*WORK TO DO*: Copy the following material line for line, changing nothing.

*TASK INPUTS*:
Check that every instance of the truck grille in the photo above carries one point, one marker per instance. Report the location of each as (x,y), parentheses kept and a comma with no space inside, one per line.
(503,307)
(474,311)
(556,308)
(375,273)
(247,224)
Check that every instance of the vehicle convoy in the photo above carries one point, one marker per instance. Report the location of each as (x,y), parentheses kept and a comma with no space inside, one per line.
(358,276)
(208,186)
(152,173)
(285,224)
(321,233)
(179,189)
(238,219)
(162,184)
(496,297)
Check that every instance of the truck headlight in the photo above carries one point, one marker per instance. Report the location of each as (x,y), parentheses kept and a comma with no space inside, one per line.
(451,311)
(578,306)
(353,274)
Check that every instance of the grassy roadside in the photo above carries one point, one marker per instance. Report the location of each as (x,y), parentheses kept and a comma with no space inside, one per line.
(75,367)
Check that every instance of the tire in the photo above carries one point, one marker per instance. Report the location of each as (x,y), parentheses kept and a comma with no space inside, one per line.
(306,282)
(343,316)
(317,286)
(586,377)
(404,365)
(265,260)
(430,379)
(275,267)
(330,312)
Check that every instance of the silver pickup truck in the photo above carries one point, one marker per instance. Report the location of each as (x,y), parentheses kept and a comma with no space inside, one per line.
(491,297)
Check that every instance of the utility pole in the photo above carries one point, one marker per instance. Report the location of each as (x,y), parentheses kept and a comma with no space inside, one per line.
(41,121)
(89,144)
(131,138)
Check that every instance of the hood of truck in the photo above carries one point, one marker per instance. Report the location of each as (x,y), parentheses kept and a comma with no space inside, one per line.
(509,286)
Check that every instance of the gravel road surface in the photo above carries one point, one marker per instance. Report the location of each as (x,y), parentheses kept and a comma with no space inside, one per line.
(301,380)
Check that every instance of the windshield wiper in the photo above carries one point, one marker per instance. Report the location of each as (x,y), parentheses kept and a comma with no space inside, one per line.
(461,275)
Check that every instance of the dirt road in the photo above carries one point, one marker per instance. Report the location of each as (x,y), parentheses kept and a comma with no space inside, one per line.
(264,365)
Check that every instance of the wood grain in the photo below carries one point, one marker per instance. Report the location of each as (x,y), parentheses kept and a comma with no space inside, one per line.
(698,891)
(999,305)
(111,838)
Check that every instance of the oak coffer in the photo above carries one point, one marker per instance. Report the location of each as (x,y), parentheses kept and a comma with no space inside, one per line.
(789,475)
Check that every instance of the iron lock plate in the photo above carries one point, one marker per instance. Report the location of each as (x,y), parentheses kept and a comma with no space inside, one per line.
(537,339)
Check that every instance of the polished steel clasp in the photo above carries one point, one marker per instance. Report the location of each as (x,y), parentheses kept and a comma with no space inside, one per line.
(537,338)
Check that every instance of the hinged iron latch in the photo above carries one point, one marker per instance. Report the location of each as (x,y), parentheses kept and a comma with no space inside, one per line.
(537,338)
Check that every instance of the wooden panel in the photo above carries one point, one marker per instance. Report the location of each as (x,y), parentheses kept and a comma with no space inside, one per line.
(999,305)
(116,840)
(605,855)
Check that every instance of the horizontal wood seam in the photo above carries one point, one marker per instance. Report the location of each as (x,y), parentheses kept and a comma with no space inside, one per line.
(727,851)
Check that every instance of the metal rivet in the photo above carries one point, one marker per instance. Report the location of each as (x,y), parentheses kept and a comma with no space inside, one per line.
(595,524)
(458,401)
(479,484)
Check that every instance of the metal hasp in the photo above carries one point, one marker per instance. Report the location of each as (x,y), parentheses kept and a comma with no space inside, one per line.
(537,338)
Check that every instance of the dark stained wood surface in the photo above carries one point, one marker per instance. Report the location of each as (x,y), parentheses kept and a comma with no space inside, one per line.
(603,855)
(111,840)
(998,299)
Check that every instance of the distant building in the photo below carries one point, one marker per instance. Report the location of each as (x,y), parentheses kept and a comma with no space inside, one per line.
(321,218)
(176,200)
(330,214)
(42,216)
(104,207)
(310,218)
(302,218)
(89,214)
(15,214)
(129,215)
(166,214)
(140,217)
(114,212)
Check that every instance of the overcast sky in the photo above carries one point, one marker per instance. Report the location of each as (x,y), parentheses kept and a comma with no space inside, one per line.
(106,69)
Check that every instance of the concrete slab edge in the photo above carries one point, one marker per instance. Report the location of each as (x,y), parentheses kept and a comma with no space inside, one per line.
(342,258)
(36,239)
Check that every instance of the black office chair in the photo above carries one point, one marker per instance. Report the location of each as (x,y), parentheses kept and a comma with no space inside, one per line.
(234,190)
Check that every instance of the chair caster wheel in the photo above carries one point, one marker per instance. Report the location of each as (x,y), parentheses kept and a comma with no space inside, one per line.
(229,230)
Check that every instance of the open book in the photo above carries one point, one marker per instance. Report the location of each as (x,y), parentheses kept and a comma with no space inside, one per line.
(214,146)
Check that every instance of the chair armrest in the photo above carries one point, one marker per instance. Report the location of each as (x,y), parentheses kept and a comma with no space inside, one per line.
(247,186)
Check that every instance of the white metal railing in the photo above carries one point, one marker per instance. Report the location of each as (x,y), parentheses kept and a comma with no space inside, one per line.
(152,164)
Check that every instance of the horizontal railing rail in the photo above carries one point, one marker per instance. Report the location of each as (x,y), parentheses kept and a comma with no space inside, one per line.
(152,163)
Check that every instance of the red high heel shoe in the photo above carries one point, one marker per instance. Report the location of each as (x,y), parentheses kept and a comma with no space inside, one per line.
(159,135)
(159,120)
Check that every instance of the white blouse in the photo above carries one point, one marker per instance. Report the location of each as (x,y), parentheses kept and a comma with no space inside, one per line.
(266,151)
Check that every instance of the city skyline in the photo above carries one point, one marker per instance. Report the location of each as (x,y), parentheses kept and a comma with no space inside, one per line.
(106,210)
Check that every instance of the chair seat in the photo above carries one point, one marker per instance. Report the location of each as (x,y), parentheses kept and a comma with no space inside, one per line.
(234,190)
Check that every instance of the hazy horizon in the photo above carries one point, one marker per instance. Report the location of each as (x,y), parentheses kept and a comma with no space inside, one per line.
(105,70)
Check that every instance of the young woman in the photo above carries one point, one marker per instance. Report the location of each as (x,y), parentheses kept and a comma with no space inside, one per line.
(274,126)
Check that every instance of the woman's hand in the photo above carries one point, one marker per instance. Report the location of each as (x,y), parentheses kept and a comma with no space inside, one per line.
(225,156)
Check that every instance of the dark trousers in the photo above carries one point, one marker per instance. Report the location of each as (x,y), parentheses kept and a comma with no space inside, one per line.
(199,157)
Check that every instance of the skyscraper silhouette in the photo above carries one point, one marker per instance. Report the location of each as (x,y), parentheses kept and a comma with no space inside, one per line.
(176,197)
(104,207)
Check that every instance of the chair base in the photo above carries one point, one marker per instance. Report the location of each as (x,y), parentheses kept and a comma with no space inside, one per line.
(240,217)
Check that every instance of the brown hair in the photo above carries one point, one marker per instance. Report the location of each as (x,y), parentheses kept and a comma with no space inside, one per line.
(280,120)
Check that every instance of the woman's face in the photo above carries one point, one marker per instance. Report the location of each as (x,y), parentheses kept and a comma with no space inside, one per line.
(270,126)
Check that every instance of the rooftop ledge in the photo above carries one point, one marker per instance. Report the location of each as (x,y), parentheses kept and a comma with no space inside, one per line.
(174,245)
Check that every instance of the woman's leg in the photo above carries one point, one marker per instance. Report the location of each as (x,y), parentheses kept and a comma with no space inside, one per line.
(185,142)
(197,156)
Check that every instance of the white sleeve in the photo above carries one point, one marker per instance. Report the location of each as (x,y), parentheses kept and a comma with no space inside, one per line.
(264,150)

*RESPONSE*:
Check that every instance of the truck grille in the photo above carries one point, one marker per instance. Report the location of each as (x,y), parentheses kept and a comma with no space inside, one per line.
(503,307)
(474,311)
(556,308)
(375,273)
(247,224)
Check that every instance of the vehicle convoy in the photo above carries one point, one marker per instance. Report the location of each as (x,y), parentheses kept and a comma with no space inside, one per line.
(358,276)
(208,186)
(152,173)
(285,224)
(321,233)
(179,189)
(238,219)
(162,184)
(496,297)
Check that every instance of the truck headlight in the photo above carries one point, one marker per instance. Report the location of each as (x,y), parentheses kept and a comma with no space inside, one per line.
(451,311)
(578,306)
(353,274)
Check that every instance of the grassy roadside in the photo above carries one point, one marker per instance. Report the location of each as (x,y), parentheses kept and a comma with no space inside, one per line.
(75,367)
Check that every instance of the tire in the photo above carries one point, one marker per instance. Report the location of each as (x,y), parentheses kept and a comma with no space inside, one per line.
(306,282)
(343,316)
(317,286)
(586,377)
(404,365)
(265,260)
(430,379)
(275,267)
(330,312)
Check that every instance of the silver pickup truck in the photo above carries one point, one marker per instance. Report the location of each as (x,y), parentheses kept and a comma with no space inside, one per line.
(491,297)
Check that every instance of the utility pole in the photo above carries one point, one marker per instance. Report the location of each as (x,y), parentheses kept and a comma with no space inside, one per line.
(41,121)
(89,144)
(131,138)
Check that every instance of the hood of truck in the photo above carries one point, one marker per instance. Report the location of each as (x,y), parentheses kept and a comma with no space inside, one per line.
(509,286)
Check that every instance of the gravel road surface in the photo above carries one point, one marker per instance. Report the location of each as (x,y), parentheses kept and a comma with no space inside, one per line.
(301,380)
Check that every instance of the windshield wiper in the photo above carries one point, one marker per instance. Report the location of each as (x,y), parentheses kept and a comma with no space inside, one per line.
(461,275)
Check that every instance of the dirt road in the photo above carries one point, one marker per instance. Report the location of each as (x,y), parentheses kept and a comma with no space inside, one per line.
(264,365)
Check that every instance of the wood grain in the photo below carries one point, one marker per instance. Report the location of each as (x,y), parentheses kept and a comma with no space inside, one per line.
(698,891)
(999,305)
(111,838)
Check that every instance of the oak coffer in the photo above carries one point, one marker per instance. Report the location of each as (x,y), parentheses kept and a comma with no space inside, one per line.
(789,475)
Check that every instance of the iron lock plate in the photo above carries one point, one marker per instance. Report the location of each as (x,y), parentheses kept and a comma with no space inside, one per line.
(537,339)
Check that every instance of the polished steel clasp in the photo above carries one point, one marker per instance. Report the location of each as (x,y), parentheses kept and a comma with no space inside, one per line.
(537,338)
Check that every instance of the hinged iron latch in the photo above carries one point, one marker per instance. Report the location of each as (x,y), parentheses kept and a comma with no space inside, one per line.
(537,338)
Check that every instance of the wooden panel in the photo above carries one point, one marker per instance. Report the location of each as (x,y), parentheses kept and a comma with no space inside, one per line.
(999,305)
(116,840)
(605,855)
Check that every instance of the horizontal wood seam in the photo above carries one point, one marker per instance. Report the location of each as (x,y), parentheses kept and a comma with no space inside, one per line.
(727,851)
Check that every instance of the metal rivet in the photo above carries one point, one marker per instance. Report the location of each as (x,y), parentheses kept and a comma with no space inside, one per line.
(595,524)
(458,401)
(479,484)
Check that every instance of the metal hasp in the photo above carries one point, one marker per instance. Report the location of each as (x,y), parentheses kept and a comma with no space inside, one per line.
(537,338)
Check that every instance of the dark stained wood surface in the photo above carries one point, one marker per instance. Report the location of each as (x,y), parentheses kept and a comma with no space inside, one per line.
(603,855)
(111,840)
(998,299)
Check that every instance of the distant building in the photo below carries one point, one marker per instance. Report the location of each as (x,y), parentheses kept and a comma with no space inside, one per line.
(321,218)
(176,200)
(330,214)
(42,216)
(104,207)
(310,218)
(302,218)
(89,214)
(15,214)
(129,215)
(166,214)
(140,217)
(114,212)
Check that every instance of the overcast sky in the photo above carries one point, one marker per instance. Report the location of each as (x,y), parentheses kept and a comma with no space inside, one per line.
(106,69)
Check that every instance of the concrete slab edge in the photo above carries one point, one marker per instance. Report the location of each as (x,y), parentheses kept and a comma with no space inside, one per line.
(342,258)
(36,239)
Check that every instance of the black office chair in the photo above carries one point, one marker per instance. Report the location of each as (x,y), parentheses kept and a comma with no space inside, one per line.
(234,190)
Check that every instance of the chair caster wheel in the photo above carries one point, one marker per instance. Report the location of each as (x,y), parentheses kept and a comma with no space inside, one per line.
(229,230)
Check that every instance of the open book in the photo above carries one point, one marker per instance. Report the location of each as (x,y), parentheses kept and a comma with no space inside, one per line.
(214,146)
Check that every instance of the chair armrest in the photo above carries one point, one marker per instance. Report the location of each as (x,y), parentheses kept and a comma with no space inside, one per line.
(247,186)
Check that every instance of the white metal railing in the photo above carries one point, one marker per instance. Report the location of each as (x,y), parentheses kept and a comma with no space inside, one per line.
(152,164)
Check that every instance of the horizontal railing rail in the photo above carries one point, one marker per instance. Report the location of each as (x,y), parentheses kept and a comma with no space inside, one per line.
(152,163)
Check that every instance of the red high heel shoe in the photo above carries one point, one marker per instance. Report the location of each as (x,y), parentheses kept and a comma with no space inside, one per line.
(159,135)
(159,120)
Check that every instance of the white blouse in the photo above carries one point, one marker per instance. Report the location of each as (x,y), parentheses kept and a comma with no space inside, one per line.
(266,151)
Check that every instance of the city skyline in the photo above carries one point, one marker per instance. Report the location of each as (x,y), parentheses kept and a comma with no space inside, one per line.
(106,210)
Check that every instance of the chair seat in the photo above carries one point, one marker per instance. Report the location of each as (x,y), parentheses kept and a comma with no space inside, one per line.
(234,190)
Check that every instance of the hazy horizon in the photo above carries one point, one marker per instance. Report the location of each as (x,y), parentheses kept and a comma with no space inside, one per line.
(105,70)
Check that every instance of the young woman in the photo above carries one point, one marker per instance. Report the location of each as (x,y), parentheses kept and a comma with no space inside, one per line.
(274,126)
Check that every instance of the woman's hand in the photo above carries one point, one marker per instance. Report the location of each as (x,y), parentheses kept and a comma with no space inside, one per line.
(225,156)
Check that every instance of the dark trousers in the photo above carries one point, one marker per instance. Report the location of each as (x,y), parentheses kept and a comma with no space inside, one per line.
(199,157)
Check that every instance of the skyscraper silhouette in the photo above carries one point, one marker per instance. Report the location of each as (x,y), parentheses kept and a comma with no space inside, one per line.
(176,197)
(104,207)
Check that every instance of the chair base in the photo above carries one point, one marker per instance. Report the location of each as (x,y), parentheses kept and a comma with no space inside, one per line.
(240,217)
Check that every instance of the brown hair in the photo above carries one point, one marker per instance. Report the location of each as (x,y), parentheses kept and a comma with no space inside, one per line.
(280,120)
Check that every instance of the woman's face in the photo above carries one point, one marker per instance. Report the location of each as (x,y), parentheses kept and a comma with no space inside, one per line.
(270,126)
Check that every instance of the rooftop ledge in the photo above carries one point, one marker per instance. Report the location of each as (x,y), parentheses kept and a comma with no space inside, one per line.
(174,245)
Check that every instance of the woman's leg in the photo above carries one point, one marker per instance. Report the location of each as (x,y), parentheses kept and a comma with no space inside, one per line.
(185,142)
(197,156)
Check that every instance of the white sleeve in the photo above carries one point, one marker per instance. Report the location of each as (x,y), parentheses kept and a comma with no space inside, one per line.
(264,150)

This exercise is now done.